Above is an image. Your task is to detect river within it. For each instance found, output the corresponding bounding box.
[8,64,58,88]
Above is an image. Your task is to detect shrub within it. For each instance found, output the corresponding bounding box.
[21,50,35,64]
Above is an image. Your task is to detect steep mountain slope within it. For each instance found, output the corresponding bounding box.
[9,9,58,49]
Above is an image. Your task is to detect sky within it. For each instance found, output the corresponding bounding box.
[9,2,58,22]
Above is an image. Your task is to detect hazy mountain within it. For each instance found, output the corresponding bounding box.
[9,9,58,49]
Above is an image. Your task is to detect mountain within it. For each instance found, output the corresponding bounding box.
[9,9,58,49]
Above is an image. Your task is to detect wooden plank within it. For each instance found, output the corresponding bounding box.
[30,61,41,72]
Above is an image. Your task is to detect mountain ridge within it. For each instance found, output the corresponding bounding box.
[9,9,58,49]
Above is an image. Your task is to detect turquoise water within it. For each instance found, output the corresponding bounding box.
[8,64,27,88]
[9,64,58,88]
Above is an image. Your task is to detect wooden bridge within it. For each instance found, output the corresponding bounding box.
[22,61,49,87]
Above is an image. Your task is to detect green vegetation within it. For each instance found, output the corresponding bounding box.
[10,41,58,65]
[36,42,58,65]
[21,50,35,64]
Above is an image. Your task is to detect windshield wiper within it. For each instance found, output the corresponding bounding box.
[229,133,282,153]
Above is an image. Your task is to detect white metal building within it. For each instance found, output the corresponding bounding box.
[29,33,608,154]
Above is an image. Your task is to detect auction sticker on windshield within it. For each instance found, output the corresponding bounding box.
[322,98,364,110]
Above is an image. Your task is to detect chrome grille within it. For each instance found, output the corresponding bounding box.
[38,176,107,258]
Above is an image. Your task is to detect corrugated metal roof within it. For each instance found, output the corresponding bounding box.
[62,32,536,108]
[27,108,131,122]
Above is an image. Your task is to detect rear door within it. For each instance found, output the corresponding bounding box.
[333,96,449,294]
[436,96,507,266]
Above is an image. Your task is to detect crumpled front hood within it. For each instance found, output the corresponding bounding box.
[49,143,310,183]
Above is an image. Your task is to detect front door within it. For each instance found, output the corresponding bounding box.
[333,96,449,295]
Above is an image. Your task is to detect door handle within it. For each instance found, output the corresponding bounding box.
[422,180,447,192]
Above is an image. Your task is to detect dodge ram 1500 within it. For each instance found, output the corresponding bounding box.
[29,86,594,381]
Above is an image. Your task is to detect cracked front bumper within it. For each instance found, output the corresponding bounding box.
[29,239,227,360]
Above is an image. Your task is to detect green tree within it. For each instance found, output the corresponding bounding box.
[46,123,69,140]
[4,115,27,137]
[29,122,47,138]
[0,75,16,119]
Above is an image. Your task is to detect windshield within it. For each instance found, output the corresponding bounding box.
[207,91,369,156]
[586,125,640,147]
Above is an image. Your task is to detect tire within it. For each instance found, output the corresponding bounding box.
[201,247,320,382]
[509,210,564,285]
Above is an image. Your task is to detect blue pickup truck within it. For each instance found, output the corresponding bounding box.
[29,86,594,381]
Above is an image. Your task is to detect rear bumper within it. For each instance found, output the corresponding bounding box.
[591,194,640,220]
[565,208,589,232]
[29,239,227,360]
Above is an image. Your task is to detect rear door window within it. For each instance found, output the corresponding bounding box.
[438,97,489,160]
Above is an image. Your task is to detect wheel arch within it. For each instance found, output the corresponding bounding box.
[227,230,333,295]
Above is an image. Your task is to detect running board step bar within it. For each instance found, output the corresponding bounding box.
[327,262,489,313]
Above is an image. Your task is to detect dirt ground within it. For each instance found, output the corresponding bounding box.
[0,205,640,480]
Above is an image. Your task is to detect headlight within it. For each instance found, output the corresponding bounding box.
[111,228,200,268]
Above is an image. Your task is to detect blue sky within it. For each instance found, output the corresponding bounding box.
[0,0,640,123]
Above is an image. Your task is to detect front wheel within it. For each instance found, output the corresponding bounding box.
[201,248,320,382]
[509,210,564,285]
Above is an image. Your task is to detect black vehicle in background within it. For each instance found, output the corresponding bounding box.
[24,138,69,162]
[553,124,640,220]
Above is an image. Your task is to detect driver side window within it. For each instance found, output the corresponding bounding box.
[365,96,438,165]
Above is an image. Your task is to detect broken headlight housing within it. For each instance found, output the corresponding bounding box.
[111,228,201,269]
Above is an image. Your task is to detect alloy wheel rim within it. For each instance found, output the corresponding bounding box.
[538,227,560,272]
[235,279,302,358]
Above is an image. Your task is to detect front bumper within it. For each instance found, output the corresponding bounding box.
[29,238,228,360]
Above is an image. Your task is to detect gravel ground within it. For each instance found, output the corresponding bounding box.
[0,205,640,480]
=======
DESCRIPTION OF THE TASK ▸
Copy all of the material above, line for line, without changing a single character.

ANSWER FOR THE TASK ▸
Above is an image. Your task is to detect river within it. For each instance found, output the corresponding bounding box.
[8,64,58,88]
Above is an image. Your task is to detect shrub within it. For each instance found, output the corresponding bounding box.
[21,50,35,64]
Above is an image. Your task is to detect steep mountain slope within it. For each instance found, output the corresponding bounding box.
[9,9,58,49]
Above is an image. Your task is to detect sky within it. For each instance found, output the corresponding bounding box.
[9,2,58,22]
Above is an image. Your task is to detect hazy mountain within it. For each instance found, output the corresponding bounding box.
[9,9,58,49]
Above is an image. Your task is to detect mountain within it. For each instance found, output the corresponding bounding box.
[9,9,58,49]
Above is an image. Your task is to detect wooden plank within it. For each instance found, output the corresponding bounding box.
[30,61,41,72]
Above is an image. Your task is to detect mountain ridge within it. For each instance found, output the corresponding bounding box.
[9,9,58,49]
Above is an image. Your task is to detect turquoise water within it. For each instance found, output the corresponding bounding box.
[8,64,27,88]
[9,64,58,88]
Above is an image. Your task is to detect wooden bridge within it. For each instance found, output the corresponding bounding box.
[22,61,49,87]
Above is an image. Your task is to detect green vegetation within it. For each instance found, output the corresponding bounding box.
[10,41,58,65]
[36,42,58,65]
[21,50,35,64]
Above is an image. Your task is to detect windshield wiper within it. For each instance found, output the corresponding bounding box.
[229,133,282,153]
Above is an image. Your task is to detect white metal building within it. For each instance found, output the corresponding bounding box.
[29,33,608,154]
Above is an image. Your task is to detect auction sticker on windshield within it. For each instance found, output the corresponding bounding box.
[322,98,364,110]
Above is an image. Your task is to detect chrome grille within it. For each instance found, output the corresponding bounding box.
[38,176,107,258]
Above is an image. Your task is to detect corrugated metal roof within it. For each instance found, output the corresponding bounding box.
[62,32,536,108]
[27,108,131,122]
Above is an image. Your task is to detect rear door within it. For each instance found, output the corresponding bounding box.
[333,96,449,294]
[436,96,507,266]
Above is an image. Your task is to detect crumpled front hood within it. For each instance found, output the corresponding bounding box.
[49,143,310,183]
Above is an image. Your task is to detect front door within it. For each instance found, output the corresponding bounding box.
[333,96,449,295]
Above is an image. Your task is to detect door handle within it. For each instance found, output the corresponding bounding box.
[422,180,447,192]
Above is an image. Your task is to detect dodge ram 1500 within it. For each instance found, output the corresponding bounding box.
[29,86,594,381]
Above is an image. Your task is to detect cracked front bumper within it. For each instance found, output the corresponding bounding box.
[29,239,227,360]
Above is an image. Your task is to detect green tree within it. For each instance found, output the corresponding bounding box.
[46,123,69,140]
[4,115,27,137]
[29,122,47,138]
[0,75,16,119]
Above is an image. Your task is to detect windshield within it. For each instance found, output the corresponding bounding box.
[207,91,369,156]
[586,125,640,147]
Above is an image. Your task is to detect tire within it. For each instance found, output the corresponding bounding box.
[201,247,320,382]
[509,210,564,285]
Above is an image. Your task is to detect blue pickup truck within it. For each instance found, output the corresponding bounding box.
[29,86,594,381]
Above is an image. Your task is to detect rear bumper within it. For each instance found, output the corresponding bounding box.
[591,194,640,220]
[565,208,589,232]
[29,239,227,360]
Above is an image. Your task is to detect rear door window within it. For each instance found, output the corresponding bounding box.
[438,97,489,160]
Above is an image. Your task is to detect wheel arch within it. For each instance found, output the corresponding bounding box.
[227,230,333,295]
Above is an image. Your task is to detect running board step bar within it. For each instance found, output the corresponding bounding box.
[327,262,489,313]
Above is an image. Your task is to detect dirt ground within it. For each instance found, output the corresponding bounding box.
[0,205,640,480]
Above is an image. Your task is to detect headlight within it. For each instance found, output the corresponding bounding box.
[111,228,200,268]
Above is an image. Your task is to detect blue sky within it. For each instance found, output the corresponding bounding box.
[0,0,640,123]
Above is an image. Your task is to detect front wheel within it. For each instance found, output the corresponding bounding box.
[201,248,320,382]
[509,210,564,285]
Above is an image. Your task is to detect black vehicle in background within it. For each instance found, output the corresponding bounding box.
[24,138,69,162]
[553,124,640,220]
Above is an image. Your task is to detect driver side window within it. For each instance found, output the corresponding bounding box.
[365,96,438,165]
Above is an image. Your task is to detect broken headlight housing within it. For each instance found, output the corresponding bounding box.
[111,228,201,269]
Above is an image. Your task is to detect alloy wheel rim within it. For each instance found, output the corresponding bounding box.
[538,227,560,272]
[235,279,302,358]
Above is an image. Your task is to detect front bumper within it. For each instance found, output the corresponding bounding box.
[29,238,228,360]
Above is an image. Your task is to detect gravel ground within it. For each instance found, output the corresponding bounding box.
[0,205,640,480]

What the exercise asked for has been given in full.